» Défi 1: Retournez, sans rien modifier, tout ce qui va de « La contrepartie, c’est » jusqu'à « Chapelle Sixtine ? » dans l'extrait sur la Philharmonie de Berlin.
» Défi 2: D'après l'extrait sur la Philharmonie de Berlin, quels successeurs de Karajan y sont nommés ?

» Extrait présenté:
● ● ●

C’est l’inverse qui se produit avec la Philharmonie de Berlin qui se livre avec délectation à la baguette nerveuse du Vénézuélien Gustavo Dudamel. En vérité, le plus célèbre orchestre du monde a bel et bien perdu la patine qui le rendait reconnaissable entre tous du temps de Karajan. Car ses successeurs, Claudio Abbado et surtout Simon Rattle ont certes maintenu l’excellence des pupitres, mais « globalisé » le recrutement : on y parle autant français et anglais qu’allemand et les femmes y ont imposé leur présence ! Si la vingtaine de violons ne font toujours qu’un à l’arrivée dans nos oreilles, ils n’ont pas le son teuton chevillé aux neurones pour autant...
La contrepartie, c’est la parfaite disponibilité de musiciens ouverts à la nouveauté et à l’aventure avec des baguettes venues d’autres horizons. On y cultive ainsi un beau son qui tend à la perfection, mais a perdu toute référence idiomatique. Voici la célébrissime 5ème Symphonie de Beethoven et les fameuses quatre notes qui sonnent le premier thème : l’expérience baroque a « lessivé » la tradition avec la routine. Faut-il s’en offusquer à la manière de ceux qui refusent de reconnaître la main de Michel-Ange après le nettoyage de son Jugement dernier à la Chapelle Sixtine ?

● ● ●

» Entrées du jeu:
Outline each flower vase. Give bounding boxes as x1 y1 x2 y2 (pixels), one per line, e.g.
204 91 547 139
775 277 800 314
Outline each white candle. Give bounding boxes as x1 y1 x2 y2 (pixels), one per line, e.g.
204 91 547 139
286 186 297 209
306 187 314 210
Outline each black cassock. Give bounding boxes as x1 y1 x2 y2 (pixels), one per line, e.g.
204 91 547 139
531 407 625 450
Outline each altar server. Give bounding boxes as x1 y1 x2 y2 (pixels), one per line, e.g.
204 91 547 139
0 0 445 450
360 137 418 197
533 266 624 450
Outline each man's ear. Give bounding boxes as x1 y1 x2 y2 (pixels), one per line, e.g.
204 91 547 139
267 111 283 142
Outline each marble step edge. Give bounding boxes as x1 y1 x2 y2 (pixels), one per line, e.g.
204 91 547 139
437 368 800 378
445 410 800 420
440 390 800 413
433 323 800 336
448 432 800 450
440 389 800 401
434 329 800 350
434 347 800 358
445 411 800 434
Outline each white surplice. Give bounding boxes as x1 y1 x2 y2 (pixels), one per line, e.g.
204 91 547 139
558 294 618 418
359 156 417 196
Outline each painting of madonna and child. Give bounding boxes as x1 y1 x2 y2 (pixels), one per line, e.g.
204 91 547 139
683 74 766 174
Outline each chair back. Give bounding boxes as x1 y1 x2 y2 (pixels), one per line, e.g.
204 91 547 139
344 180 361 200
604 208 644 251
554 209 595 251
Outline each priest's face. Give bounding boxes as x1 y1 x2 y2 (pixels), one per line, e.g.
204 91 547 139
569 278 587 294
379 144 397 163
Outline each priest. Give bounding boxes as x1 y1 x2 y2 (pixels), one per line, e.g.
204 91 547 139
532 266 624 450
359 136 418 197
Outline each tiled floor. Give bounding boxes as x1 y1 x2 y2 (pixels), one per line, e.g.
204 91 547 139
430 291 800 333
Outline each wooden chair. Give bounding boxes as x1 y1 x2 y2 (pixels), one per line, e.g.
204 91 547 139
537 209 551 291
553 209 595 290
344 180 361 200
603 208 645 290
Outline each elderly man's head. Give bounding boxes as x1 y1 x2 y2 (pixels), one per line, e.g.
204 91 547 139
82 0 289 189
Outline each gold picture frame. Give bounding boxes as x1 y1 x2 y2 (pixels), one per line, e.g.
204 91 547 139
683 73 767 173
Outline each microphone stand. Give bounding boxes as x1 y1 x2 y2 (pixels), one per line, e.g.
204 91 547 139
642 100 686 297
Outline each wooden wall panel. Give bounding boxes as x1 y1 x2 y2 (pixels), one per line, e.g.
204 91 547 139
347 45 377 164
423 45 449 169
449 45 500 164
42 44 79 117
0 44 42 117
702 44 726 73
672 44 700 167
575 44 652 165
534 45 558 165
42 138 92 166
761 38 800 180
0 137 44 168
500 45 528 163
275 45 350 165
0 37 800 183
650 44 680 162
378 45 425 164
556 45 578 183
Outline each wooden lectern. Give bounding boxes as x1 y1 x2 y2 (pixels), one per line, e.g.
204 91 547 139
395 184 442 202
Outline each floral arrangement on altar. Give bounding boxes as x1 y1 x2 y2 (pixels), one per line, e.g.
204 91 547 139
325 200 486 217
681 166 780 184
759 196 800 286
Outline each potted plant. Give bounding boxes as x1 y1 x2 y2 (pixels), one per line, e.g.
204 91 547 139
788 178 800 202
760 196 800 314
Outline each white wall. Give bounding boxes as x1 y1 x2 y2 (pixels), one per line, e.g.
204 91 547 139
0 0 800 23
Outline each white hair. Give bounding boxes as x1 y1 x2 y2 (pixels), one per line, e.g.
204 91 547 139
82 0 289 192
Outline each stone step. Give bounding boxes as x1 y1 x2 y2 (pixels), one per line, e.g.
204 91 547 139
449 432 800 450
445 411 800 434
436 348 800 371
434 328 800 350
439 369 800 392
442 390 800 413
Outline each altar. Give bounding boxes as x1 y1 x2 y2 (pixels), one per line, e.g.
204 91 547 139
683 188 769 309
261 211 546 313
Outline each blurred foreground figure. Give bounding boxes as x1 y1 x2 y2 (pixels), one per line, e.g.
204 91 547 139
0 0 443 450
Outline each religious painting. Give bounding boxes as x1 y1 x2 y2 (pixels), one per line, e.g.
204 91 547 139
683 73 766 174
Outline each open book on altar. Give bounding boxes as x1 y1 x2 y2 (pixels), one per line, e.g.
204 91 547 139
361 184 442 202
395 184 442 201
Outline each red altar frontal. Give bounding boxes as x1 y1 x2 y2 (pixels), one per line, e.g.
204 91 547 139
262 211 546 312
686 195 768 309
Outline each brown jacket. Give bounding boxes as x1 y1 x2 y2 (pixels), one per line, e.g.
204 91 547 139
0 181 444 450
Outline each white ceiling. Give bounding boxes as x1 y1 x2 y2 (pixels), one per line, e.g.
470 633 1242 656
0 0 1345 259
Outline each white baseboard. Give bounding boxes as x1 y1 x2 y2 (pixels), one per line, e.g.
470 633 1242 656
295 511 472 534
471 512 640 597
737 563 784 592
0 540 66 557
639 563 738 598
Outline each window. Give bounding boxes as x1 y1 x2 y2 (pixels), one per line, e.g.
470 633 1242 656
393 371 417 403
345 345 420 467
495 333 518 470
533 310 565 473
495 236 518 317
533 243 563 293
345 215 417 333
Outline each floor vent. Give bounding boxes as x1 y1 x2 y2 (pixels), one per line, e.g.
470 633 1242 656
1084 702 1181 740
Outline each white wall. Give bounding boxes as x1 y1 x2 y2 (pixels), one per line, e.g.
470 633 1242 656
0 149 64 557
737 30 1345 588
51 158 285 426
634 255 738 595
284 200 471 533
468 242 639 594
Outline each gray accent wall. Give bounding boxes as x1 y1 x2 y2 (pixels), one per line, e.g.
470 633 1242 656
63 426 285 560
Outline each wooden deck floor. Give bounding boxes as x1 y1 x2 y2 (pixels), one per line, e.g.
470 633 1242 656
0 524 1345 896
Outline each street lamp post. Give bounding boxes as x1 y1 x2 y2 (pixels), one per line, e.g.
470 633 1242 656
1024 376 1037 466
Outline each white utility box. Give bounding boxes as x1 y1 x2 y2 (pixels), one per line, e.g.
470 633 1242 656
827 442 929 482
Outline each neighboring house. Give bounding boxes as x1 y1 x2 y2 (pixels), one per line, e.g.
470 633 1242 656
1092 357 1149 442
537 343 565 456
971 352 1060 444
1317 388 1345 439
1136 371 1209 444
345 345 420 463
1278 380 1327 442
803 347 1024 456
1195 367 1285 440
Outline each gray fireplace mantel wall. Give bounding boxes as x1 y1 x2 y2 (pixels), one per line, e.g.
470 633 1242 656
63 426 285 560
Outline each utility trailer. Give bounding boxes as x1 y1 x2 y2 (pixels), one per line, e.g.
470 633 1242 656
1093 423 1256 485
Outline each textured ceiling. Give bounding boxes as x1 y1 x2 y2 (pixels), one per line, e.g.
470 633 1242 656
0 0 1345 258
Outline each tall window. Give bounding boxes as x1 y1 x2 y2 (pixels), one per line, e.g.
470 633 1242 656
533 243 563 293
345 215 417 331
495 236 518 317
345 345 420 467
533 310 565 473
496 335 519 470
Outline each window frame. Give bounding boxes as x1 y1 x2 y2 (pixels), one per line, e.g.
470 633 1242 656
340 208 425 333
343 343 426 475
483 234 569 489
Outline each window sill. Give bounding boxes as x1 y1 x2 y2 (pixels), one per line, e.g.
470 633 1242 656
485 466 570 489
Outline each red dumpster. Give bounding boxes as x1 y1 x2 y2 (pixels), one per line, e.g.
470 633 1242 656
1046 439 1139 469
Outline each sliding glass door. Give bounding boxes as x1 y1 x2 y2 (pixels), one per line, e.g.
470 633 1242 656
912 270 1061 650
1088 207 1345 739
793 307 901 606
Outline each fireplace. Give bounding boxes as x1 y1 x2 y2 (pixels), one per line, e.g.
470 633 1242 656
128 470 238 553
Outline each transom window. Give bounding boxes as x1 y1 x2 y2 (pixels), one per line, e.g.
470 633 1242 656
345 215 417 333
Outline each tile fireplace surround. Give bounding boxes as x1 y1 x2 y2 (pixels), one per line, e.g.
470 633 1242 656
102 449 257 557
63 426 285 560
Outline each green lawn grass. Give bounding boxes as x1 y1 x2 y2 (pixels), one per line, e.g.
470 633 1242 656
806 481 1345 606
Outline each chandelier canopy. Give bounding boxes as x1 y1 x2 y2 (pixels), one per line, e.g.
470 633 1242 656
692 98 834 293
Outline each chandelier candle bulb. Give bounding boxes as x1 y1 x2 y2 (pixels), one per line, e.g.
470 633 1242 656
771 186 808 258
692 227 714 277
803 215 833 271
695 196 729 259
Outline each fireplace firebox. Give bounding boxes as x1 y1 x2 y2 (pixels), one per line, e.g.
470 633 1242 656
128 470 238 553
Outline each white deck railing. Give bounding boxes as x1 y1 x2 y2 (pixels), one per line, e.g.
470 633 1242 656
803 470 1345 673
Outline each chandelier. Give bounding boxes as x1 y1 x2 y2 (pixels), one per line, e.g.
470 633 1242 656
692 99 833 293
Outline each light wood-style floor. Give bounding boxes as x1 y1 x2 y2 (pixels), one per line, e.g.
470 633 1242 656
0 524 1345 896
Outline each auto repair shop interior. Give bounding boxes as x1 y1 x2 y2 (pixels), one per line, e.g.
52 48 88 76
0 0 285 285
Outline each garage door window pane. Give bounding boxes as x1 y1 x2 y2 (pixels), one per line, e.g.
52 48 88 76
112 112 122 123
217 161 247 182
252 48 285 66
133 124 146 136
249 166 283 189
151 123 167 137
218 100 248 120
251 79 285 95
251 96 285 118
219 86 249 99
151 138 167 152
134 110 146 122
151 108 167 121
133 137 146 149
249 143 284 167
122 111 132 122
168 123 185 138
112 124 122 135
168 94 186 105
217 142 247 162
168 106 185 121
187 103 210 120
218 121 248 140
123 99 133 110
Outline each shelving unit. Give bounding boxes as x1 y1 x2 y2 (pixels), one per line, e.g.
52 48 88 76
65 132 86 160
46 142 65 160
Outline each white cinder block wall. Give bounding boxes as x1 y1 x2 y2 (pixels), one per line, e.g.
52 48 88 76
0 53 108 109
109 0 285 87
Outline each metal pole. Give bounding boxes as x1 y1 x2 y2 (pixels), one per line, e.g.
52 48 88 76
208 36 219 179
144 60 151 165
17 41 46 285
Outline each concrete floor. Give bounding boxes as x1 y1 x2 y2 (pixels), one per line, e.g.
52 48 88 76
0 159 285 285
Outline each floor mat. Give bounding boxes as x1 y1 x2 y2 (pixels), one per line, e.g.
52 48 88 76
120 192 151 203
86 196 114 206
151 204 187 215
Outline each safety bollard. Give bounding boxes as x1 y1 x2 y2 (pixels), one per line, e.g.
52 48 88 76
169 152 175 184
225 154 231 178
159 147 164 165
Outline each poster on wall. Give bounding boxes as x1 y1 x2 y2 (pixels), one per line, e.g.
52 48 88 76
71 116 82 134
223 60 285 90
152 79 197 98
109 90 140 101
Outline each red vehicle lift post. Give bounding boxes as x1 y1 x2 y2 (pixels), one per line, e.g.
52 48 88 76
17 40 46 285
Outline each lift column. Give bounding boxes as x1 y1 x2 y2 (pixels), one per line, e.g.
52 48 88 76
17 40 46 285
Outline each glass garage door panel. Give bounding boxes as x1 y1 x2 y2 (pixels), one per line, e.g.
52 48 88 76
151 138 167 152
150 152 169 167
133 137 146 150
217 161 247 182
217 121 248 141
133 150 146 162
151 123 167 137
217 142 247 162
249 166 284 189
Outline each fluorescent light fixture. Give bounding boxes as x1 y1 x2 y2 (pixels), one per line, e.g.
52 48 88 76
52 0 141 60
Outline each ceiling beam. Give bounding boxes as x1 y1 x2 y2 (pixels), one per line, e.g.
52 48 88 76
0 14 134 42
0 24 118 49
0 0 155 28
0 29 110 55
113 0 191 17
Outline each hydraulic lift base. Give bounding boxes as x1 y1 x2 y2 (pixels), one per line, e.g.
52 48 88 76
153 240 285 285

● ● ●

» Solution proposée 1:
La contrepartie, c’est la parfaite disponibilité de musiciens ouverts à la nouveauté et à l’aventure avec des baguettes venues d’autres horizons. On y cultive ainsi un beau son qui tend à la perfection, mais a perdu toute référence idiomatique. Voici la célébrissime 5ème Symphonie de Beethoven et les fameuses quatre notes qui sonnent le premier thème : l’expérience baroque a « lessivé » la tradition avec la routine. Faut-il s’en offusquer à la manière de ceux qui refusent de reconnaître la main de Michel-Ange après le nettoyage de son Jugement dernier à la Chapelle Sixtine ?

» Solution proposée 2: Claudio Abbado et Simon Rattle.